[[ DOCUMENT TEXT open ]]
|Photo Credit: UFEA|
Commercial flower farming started around 1992 and it was as result of the decline in volume and value of traditional cash crops i.e. cotton, coffee and tea. The Uganda Flower Exporters Association (UFEA) says that about 178 hectares of land is used by the flower industry where 145.5 hectares (roses), 30.5 hectares (chrysanthemums) and 2.1 hectares (plants and foliage). There are more than 19 companies some are foreign owned, joint ventures and locally owned. Most of them are located near Lake Victoria and near the airport.
Wetlands are targeted by most of these companies like the Lake Victoria Lutembe Bay was targeted and reclaimed by Rosebud LTD for flower growing. Little was done by National Environment Management Authority (NEMA) and the government. May be the government does not understand their functions to the ecosystem, that is a topic for another day. But the United Nations (UN) estimated that the global value of wetlands at $15 trillion and some of the functions include climate regulation.
Rose flowers are attacked by aphids and insects. In order to have good yields these pests need to be controlled and it is done through the use of chemicals. For that the flower industry has hit the charts for the most chemical intensive industry in Uganda, polluting the environment and human health. Although UFEA and the Ministry of Agriculture, Animal Industry and Fisheries believe the quantities used have no alarming threat to the environment. In 2002 Global Pesticide Campaigner did a study in Costa Rica which revealed that over 50% of respondents had at least one symptom of pesticide poisoning. The chemicals used end up in the soil and ground water, which are absorbed by plants which are consumed by man and animals. For those sprayed on the flowers end up in the atmosphere.
[[ DOCUMENT TEXT closed ]]
[[ EXTRACTED RECORDS open ]]
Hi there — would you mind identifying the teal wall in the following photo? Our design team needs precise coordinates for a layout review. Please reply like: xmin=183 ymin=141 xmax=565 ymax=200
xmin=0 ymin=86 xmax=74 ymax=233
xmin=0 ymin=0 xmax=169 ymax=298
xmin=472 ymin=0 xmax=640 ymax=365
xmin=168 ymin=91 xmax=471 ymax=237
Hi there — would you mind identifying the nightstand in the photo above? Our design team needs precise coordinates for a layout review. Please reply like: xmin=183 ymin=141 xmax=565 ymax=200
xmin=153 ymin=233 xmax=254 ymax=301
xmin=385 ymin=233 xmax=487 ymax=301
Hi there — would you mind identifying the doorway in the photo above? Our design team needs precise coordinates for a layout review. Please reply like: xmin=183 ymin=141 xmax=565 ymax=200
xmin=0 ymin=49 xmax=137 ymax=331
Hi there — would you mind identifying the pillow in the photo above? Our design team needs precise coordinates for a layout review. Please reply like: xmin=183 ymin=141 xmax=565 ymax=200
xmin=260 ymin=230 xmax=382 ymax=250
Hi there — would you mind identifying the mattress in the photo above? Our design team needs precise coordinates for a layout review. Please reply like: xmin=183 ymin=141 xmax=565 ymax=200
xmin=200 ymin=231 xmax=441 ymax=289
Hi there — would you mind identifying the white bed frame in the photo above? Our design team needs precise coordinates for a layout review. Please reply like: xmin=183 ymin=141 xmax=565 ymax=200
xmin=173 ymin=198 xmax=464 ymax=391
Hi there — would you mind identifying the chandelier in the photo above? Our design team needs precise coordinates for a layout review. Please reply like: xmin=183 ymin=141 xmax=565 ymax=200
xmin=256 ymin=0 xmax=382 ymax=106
[[ EXTRACTED RECORDS closed ]]
[[ EXTRACTED RECORDS open ]]
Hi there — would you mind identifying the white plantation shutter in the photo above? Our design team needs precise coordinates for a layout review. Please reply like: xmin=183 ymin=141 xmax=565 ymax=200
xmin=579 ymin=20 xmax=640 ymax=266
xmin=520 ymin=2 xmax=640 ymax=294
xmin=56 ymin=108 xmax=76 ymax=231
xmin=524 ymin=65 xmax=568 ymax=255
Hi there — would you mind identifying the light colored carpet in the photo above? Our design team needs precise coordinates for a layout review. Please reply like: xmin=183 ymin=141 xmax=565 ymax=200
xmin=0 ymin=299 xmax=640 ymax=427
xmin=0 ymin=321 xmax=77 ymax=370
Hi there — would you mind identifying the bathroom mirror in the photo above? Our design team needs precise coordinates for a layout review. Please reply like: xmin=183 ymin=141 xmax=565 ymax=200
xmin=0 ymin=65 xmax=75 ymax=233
[[ EXTRACTED RECORDS closed ]]
▶ _TASKS AND EXERCISES_:
a) From the text on flower farming in Uganda, quote the section starting with "Wetlands are targeted" and going on through "include climate regulation.".
b) Write what comes next in the text on Uganda's flower farming industry.

▶ _TASK-BY-TASK OUTPUTS_:
a)
Wetlands are targeted by most of these companies like the Lake Victoria Lutembe Bay was targeted and reclaimed by Rosebud LTD for flower growing. Little was done by National Environment Management Authority (NEMA) and the government. May be the government does not understand their functions to the ecosystem, that is a topic for another day. But the United Nations (UN) estimated that the global value of wetlands at $15 trillion and some of the functions include climate regulation.

b)
Chemicals used by flower companies were banned internationally like Methly bromide which is ozone depleting. The Montreal Protocol recommended to be phased out completely by 2005. Endosulfan which was banned under recommendations from Stockholm Convention is persistent in the environment. Greenhouse gas emissions that are contributing to climate change are generated during the production and transportation of flowers to the consumer. Uganda exported about 6.7 million kilograms of roses in 2013 up from 6.4 million kilograms in 2012, there has been an average annual growth of 20% over the past 8 years (UFEA Data). The concern is on the amount of carbon emitted by the aircrafts that carry the flowers to Europe every day.